** begin MATERIAL FOR THIS EXERCISE **
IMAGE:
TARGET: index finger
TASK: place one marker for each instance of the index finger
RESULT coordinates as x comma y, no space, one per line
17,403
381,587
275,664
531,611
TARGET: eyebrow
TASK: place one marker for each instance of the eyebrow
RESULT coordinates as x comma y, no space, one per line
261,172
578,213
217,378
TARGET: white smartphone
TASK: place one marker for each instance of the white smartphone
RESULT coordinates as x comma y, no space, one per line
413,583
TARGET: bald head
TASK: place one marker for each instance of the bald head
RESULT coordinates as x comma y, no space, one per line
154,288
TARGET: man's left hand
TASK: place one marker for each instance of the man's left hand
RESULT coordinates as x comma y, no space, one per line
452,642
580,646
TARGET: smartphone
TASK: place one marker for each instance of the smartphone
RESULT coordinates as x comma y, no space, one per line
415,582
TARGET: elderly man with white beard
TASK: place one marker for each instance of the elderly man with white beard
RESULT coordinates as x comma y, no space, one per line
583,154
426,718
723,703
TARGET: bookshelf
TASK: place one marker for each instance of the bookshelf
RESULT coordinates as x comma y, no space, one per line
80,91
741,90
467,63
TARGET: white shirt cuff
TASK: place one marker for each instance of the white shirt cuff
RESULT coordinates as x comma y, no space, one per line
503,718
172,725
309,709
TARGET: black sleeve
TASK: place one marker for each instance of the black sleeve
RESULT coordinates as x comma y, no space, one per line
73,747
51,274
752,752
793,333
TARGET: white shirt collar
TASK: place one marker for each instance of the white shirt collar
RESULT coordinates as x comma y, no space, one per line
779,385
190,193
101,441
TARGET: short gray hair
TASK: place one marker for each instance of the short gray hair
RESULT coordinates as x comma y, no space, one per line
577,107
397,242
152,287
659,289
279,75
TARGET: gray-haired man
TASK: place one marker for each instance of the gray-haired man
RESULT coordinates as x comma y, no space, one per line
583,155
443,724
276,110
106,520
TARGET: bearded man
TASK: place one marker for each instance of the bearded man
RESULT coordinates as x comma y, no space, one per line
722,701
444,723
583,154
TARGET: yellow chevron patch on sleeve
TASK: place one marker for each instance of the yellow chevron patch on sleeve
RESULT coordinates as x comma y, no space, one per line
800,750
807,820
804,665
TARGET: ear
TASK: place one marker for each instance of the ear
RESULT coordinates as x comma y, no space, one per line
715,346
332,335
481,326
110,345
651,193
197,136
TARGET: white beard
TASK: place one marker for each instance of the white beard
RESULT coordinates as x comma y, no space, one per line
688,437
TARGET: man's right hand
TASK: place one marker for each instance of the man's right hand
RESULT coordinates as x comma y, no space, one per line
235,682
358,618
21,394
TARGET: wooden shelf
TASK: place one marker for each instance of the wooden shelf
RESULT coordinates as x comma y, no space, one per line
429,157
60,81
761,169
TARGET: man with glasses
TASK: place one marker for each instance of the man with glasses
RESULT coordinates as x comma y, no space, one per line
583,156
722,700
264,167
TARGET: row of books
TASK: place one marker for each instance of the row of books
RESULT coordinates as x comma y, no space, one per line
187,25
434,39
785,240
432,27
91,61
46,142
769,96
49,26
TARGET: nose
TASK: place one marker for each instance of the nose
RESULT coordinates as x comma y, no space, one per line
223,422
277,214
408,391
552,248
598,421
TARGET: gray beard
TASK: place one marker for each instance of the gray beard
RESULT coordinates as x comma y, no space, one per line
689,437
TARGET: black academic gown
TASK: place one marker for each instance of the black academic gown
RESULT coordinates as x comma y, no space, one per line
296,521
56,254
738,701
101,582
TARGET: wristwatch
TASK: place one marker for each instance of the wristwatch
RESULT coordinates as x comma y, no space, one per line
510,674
** end MATERIAL FOR THIS EXERCISE **
▸ EXERCISE:
Edit all the rows so that every "place one marker" becomes "put one dot", leaving everything else as it is.

▸ RESULT BELOW:
IMAGE:
TARGET: index finger
TASK: put one dot for each instance of the index finger
RESULT coordinates as x comma y, no space, one per line
17,403
381,587
275,664
531,611
TARGET: eyebrow
TASK: put one dot for each instance of the eyebrow
RESULT coordinates as x comma y, no space, one per line
261,172
578,213
217,378
TARGET: white smartphone
TASK: put one dot for each instance of the white smartphone
RESULT coordinates as x comma y, no space, one per line
413,583
TARGET: bald head
TASK: put one dot for each instance of the bald head
RESULT coordinates as x comma y, no space, one per line
154,288
TARGET: man's left hand
TASK: put one dot for each instance of the man's left hand
RESULT coordinates as x comma y, no space, one per line
452,642
580,646
TARGET: smartphone
TASK: put one dot for each instance of the smartphone
RESULT coordinates as x comma y, no space, one per line
415,582
TARGET: elderly man with white beard
TASK: put one dot for each instance of the elderly man with white beard
RESULT coordinates as x comma y, no space, one per line
583,154
426,718
723,703
TARGET: bookshelf
TASK: put one dot for each instance of the bookshelf
RESULT coordinates as x comma y, no space, one per line
80,91
741,90
467,63
TARGET: white shirt cuff
TASK: put one dot for each instance of the white shirt cuff
RESULT coordinates as x comma y, no space, one per line
503,718
172,725
309,709
TARGET: black sleeve
TASK: put one dot for each instance of the black sleeve
RESULT coordinates as x comma y, no space, one per line
73,747
51,274
752,752
793,333
TARGET: white shirt collar
TASK: put one dot for each instance of the white shirt collar
RESULT coordinates as x comma y, no space, one per line
779,385
190,193
101,441
TARGET: short gray hair
TASK: put one dot for each instance of the short gray hair
RESULT coordinates as x comma y, no space, one per line
577,107
397,242
152,287
659,289
279,75
TARGET: gray-haired man
TASK: put one dot for each instance of the gray-haired man
RESULT coordinates as x comma y, no space, one per line
583,155
443,724
276,110
106,520
TARGET: bearded man
TASK: put one dot for each instance of the bearded man
RESULT coordinates as x comma y, no space, one per line
722,701
444,723
583,154
TARGET: yellow chevron patch on sleeve
TASK: put one dot for each instance of the yellow chevron patch on sleeve
RESULT coordinates as x comma y, no space, one per line
800,750
807,820
804,665
TARGET: ear
TASK: put one dot for each instance of the ear
RESULT coordinates as x comma y, no space, one per line
715,346
332,335
481,326
110,345
651,193
197,136
TARGET: white beard
TASK: put one dot for each instance of the white beard
RESULT coordinates as x comma y, no space, one per line
688,437
TARGET: man's right hand
TASK: put one dot for each instance of the man's right hand
RESULT coordinates as x comma y, no space, one per line
235,682
358,618
21,394
TARGET: wooden shelf
TASK: put one dot for each instance of the wooden shelf
RESULT coordinates as x comma y, no space, one per line
429,157
60,81
761,169
TARGET: man with glasses
TASK: put one dot for each instance of the man with glasses
RESULT coordinates as x comma y, no space, one per line
583,156
722,700
264,167
TARGET: row of books
TASK: put one dot for each instance of the row of books
RESULT coordinates as x comma y, no space, one per line
187,25
434,39
785,240
432,27
91,61
46,142
769,96
49,26
TARGET: nose
TASK: put one dot for each instance of the nose
RESULT coordinates as x comma y, no space, one per line
223,422
277,214
408,391
552,248
598,421
TARGET: gray beard
TASK: put one dot for each instance of the gray beard
RESULT coordinates as x comma y, no space, one per line
689,437
TARGET: black academic gown
TASK: put one dot for each instance of the black academic gown
RESULT coordinates as x comma y, no space, one per line
296,521
56,254
738,701
101,582
TARGET: wristwatch
TASK: put one dot for each instance of the wristwatch
RESULT coordinates as x comma y, no space, one per line
510,674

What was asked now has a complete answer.